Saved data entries
⁂
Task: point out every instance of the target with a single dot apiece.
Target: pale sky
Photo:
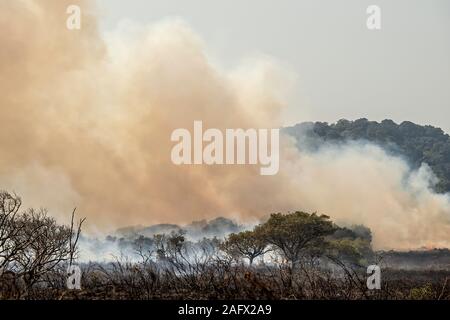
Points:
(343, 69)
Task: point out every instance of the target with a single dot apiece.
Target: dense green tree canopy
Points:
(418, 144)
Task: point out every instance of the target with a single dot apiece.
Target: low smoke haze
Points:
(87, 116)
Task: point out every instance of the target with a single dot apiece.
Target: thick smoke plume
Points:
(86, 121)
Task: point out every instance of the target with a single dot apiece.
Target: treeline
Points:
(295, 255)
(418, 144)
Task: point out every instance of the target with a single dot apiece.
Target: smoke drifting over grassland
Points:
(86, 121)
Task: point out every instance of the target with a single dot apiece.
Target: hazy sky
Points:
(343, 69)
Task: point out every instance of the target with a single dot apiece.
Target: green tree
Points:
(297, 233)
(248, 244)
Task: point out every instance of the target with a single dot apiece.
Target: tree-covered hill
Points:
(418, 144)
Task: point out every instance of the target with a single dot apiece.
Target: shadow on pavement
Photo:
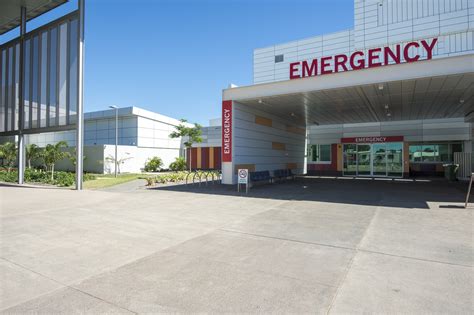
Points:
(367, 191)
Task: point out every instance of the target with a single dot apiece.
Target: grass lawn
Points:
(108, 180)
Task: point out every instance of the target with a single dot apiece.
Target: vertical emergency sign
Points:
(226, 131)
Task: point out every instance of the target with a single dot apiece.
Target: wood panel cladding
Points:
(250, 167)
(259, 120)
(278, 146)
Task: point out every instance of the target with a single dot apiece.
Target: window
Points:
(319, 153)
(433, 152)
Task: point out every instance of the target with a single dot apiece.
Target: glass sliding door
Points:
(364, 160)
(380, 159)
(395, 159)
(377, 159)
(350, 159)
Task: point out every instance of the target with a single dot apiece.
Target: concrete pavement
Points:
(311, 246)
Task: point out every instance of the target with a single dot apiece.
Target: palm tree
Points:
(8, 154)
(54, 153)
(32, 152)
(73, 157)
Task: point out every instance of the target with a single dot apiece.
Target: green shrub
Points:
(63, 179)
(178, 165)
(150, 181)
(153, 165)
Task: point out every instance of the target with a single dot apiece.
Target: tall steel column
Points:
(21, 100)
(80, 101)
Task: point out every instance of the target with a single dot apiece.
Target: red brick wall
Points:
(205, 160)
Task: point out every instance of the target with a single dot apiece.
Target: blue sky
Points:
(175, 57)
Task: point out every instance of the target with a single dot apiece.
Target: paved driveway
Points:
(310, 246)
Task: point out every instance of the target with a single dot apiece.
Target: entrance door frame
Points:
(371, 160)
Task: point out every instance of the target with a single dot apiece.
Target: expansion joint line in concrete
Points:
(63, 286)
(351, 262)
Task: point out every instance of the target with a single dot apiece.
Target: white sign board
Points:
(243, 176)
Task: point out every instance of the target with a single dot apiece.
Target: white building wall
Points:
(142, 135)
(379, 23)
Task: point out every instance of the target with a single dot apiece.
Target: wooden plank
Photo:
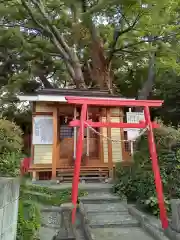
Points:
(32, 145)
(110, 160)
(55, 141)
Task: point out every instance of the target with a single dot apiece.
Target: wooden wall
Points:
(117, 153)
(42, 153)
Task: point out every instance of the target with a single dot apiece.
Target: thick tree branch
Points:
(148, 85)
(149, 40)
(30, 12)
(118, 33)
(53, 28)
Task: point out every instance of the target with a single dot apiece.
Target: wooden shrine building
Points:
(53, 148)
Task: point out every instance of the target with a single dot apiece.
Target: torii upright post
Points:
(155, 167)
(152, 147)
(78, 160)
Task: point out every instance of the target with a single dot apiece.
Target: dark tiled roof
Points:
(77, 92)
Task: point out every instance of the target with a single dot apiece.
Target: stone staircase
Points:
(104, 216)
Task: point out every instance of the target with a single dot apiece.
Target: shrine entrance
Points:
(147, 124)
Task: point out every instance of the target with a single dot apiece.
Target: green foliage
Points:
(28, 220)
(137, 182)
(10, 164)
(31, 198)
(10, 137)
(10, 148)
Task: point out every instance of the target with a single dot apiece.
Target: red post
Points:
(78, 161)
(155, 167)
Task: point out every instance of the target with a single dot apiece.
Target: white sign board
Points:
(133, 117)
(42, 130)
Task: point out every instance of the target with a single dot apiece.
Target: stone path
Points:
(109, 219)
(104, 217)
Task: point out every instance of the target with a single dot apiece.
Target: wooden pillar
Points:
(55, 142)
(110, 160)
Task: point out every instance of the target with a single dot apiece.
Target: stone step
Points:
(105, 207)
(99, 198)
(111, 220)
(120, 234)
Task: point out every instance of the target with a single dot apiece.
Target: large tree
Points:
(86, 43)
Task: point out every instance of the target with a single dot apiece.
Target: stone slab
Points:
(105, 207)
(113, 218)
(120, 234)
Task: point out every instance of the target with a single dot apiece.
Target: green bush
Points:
⁂
WHAT IS BEING ASKED. Look over the entries above. Copy every line that contains the word "building".

SOLUTION TO THIS TASK.
Target: white building wall
Target: wooden shrine building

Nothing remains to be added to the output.